PROBLEM TO WORK ON: Retype all the data word for word.

━━━━━━━━━━━━━━━━━━━━

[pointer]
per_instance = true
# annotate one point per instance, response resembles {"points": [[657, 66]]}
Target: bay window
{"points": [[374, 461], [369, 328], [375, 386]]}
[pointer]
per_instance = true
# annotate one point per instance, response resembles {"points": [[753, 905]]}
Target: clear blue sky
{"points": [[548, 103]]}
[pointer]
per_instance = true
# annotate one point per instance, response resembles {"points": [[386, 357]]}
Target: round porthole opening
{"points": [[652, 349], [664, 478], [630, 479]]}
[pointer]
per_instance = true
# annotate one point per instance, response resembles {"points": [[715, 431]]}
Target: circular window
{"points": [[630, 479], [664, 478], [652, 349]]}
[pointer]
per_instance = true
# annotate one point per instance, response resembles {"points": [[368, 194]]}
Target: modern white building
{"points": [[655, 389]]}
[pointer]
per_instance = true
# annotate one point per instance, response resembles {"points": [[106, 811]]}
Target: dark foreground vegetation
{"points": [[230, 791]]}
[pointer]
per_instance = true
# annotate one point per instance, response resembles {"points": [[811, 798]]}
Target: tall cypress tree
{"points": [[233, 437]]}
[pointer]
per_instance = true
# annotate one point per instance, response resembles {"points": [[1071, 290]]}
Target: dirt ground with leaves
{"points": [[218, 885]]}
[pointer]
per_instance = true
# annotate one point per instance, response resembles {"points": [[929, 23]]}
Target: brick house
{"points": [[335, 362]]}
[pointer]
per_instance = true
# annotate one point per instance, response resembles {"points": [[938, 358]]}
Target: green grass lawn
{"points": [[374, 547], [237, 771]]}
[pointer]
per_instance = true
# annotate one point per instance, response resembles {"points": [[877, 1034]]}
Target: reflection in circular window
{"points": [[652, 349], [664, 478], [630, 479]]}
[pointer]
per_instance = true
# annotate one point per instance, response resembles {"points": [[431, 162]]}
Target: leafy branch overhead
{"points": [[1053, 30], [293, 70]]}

━━━━━━━━━━━━━━━━━━━━

OUTPUT:
[pointer]
per_instance = true
# annotate one point per instance, response resembles {"points": [[657, 66]]}
Target: bay window
{"points": [[374, 461], [369, 328], [375, 386]]}
[pointer]
per_instance = true
# annotate one point per instance, response resembles {"points": [[753, 905]]}
Target: clear blue sky
{"points": [[548, 103]]}
[pointer]
per_instance = true
# annotate one point per instance, response resembles {"points": [[386, 357]]}
Target: round porthole opening
{"points": [[652, 349], [664, 478], [630, 479]]}
[pointer]
per_instance = true
# annotate one point per instance, response resembles {"points": [[715, 431]]}
Target: circular window
{"points": [[630, 479], [664, 478], [652, 349]]}
[pointer]
per_instance = true
# annotate one point per instance, response resembles {"points": [[368, 194]]}
Target: modern white building
{"points": [[655, 389]]}
[pointer]
per_instance = true
# annotate one point per instance, response resembles {"points": [[106, 811]]}
Target: dark foreground vegetation
{"points": [[230, 791]]}
[pointer]
per_instance = true
# annotate one point per instance, response resembles {"points": [[811, 798]]}
Target: tall cypress tree
{"points": [[233, 437]]}
[pointer]
per_instance = true
# annotate one point per instance, response resembles {"points": [[1071, 290]]}
Target: dirt ground with leaves
{"points": [[218, 885]]}
[pointer]
per_instance = true
# annotate one point per instance, response resembles {"points": [[929, 23]]}
Target: brick house
{"points": [[335, 362]]}
[pointer]
per_instance = true
# annotate one point per instance, response resembles {"points": [[938, 358]]}
Target: green grass lawn
{"points": [[374, 547], [237, 771]]}
[pointer]
per_instance = true
# annotate one point per instance, response resembles {"points": [[877, 1034]]}
Target: reflection in circular window
{"points": [[652, 349], [664, 478], [630, 479]]}
[pointer]
per_instance = true
# annotate one point per instance, response resembles {"points": [[431, 162]]}
Target: leafy branch overhead
{"points": [[1053, 30], [293, 70]]}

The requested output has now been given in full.